= 任务要求 =
请将下面所有条目整理成一个 JSON 字符串列表，每一行对应一个字符串，并略去空行。

= 工作数据 =
····················

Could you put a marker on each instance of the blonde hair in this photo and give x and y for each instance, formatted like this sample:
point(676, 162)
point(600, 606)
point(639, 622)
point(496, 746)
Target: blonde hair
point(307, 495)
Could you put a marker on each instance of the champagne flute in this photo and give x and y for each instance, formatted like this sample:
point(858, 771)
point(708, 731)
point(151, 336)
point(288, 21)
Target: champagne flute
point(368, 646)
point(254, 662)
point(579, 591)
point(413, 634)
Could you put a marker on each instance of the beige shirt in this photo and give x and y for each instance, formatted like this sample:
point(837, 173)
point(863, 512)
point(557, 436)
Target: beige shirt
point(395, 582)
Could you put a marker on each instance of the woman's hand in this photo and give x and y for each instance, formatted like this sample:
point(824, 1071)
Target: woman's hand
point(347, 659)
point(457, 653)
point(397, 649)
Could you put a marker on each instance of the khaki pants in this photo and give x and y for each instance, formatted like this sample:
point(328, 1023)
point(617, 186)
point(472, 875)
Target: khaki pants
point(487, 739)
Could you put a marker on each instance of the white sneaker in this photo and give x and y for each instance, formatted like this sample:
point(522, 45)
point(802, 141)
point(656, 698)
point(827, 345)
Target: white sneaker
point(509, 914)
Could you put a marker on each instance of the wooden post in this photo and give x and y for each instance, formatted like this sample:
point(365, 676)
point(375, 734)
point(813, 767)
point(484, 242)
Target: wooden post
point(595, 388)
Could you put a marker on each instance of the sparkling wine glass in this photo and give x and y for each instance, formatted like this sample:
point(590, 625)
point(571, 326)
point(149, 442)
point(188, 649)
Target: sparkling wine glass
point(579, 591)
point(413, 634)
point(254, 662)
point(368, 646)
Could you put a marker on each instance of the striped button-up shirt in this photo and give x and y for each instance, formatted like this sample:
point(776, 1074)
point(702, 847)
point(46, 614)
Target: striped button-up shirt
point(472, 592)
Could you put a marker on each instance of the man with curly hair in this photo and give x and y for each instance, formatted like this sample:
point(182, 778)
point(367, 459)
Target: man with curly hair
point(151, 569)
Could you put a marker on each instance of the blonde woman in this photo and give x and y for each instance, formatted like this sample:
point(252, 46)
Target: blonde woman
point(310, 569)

····················

= 完整答案 =
[
  "Could you put a marker on each instance of the blonde hair in this photo and give x and y for each instance, formatted like this sample:",
  "point(676, 162)",
  "point(600, 606)",
  "point(639, 622)",
  "point(496, 746)",
  "Target: blonde hair",
  "point(307, 495)",
  "Could you put a marker on each instance of the champagne flute in this photo and give x and y for each instance, formatted like this sample:",
  "point(858, 771)",
  "point(708, 731)",
  "point(151, 336)",
  "point(288, 21)",
  "Target: champagne flute",
  "point(368, 646)",
  "point(254, 662)",
  "point(579, 591)",
  "point(413, 634)",
  "Could you put a marker on each instance of the beige shirt in this photo and give x and y for each instance, formatted like this sample:",
  "point(837, 173)",
  "point(863, 512)",
  "point(557, 436)",
  "Target: beige shirt",
  "point(395, 582)",
  "Could you put a marker on each instance of the woman's hand in this photo and give x and y for each instance, formatted like this sample:",
  "point(824, 1071)",
  "Target: woman's hand",
  "point(347, 659)",
  "point(457, 653)",
  "point(397, 649)",
  "Could you put a marker on each instance of the khaki pants in this photo and give x and y for each instance, formatted like this sample:",
  "point(328, 1023)",
  "point(617, 186)",
  "point(472, 875)",
  "Target: khaki pants",
  "point(487, 739)",
  "Could you put a marker on each instance of the white sneaker in this photo and give x and y for each instance, formatted like this sample:",
  "point(522, 45)",
  "point(802, 141)",
  "point(656, 698)",
  "point(827, 345)",
  "Target: white sneaker",
  "point(509, 914)",
  "Could you put a marker on each instance of the wooden post in this photo and give x and y for each instance, formatted like this sample:",
  "point(365, 676)",
  "point(375, 734)",
  "point(813, 767)",
  "point(484, 242)",
  "Target: wooden post",
  "point(595, 388)",
  "Could you put a marker on each instance of the sparkling wine glass in this photo and give x and y for each instance, formatted like this sample:",
  "point(590, 625)",
  "point(571, 326)",
  "point(149, 442)",
  "point(188, 649)",
  "Target: sparkling wine glass",
  "point(579, 591)",
  "point(413, 634)",
  "point(254, 662)",
  "point(368, 646)",
  "Could you put a marker on each instance of the striped button-up shirt in this photo and give x and y for each instance, formatted like this sample:",
  "point(776, 1074)",
  "point(702, 847)",
  "point(46, 614)",
  "Target: striped button-up shirt",
  "point(472, 592)",
  "Could you put a marker on each instance of the man with curly hair in this photo and give x and y for each instance, formatted like this sample:",
  "point(182, 778)",
  "point(367, 459)",
  "Target: man with curly hair",
  "point(151, 569)",
  "Could you put a marker on each instance of the blonde woman in this photo and give x and y for each instance, formatted like this sample:",
  "point(252, 46)",
  "Target: blonde woman",
  "point(310, 569)"
]